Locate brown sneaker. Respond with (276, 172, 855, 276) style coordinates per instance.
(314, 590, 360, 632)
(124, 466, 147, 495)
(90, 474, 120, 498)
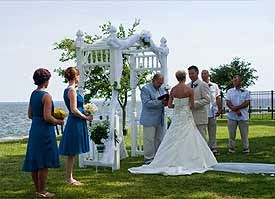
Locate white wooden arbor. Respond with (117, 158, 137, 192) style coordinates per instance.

--------------------------------------------------

◆ **Your assignment**: In the answer, the entries should be restated verbatim, with all pictures omitted.

◆ **Response area**:
Locate brown sneaker. Respond with (276, 172, 855, 276) style coordinates per instance.
(314, 590, 360, 632)
(124, 466, 147, 495)
(90, 474, 120, 498)
Locate white wooden arbor. Respond with (117, 158, 137, 192) style coordinates per instance.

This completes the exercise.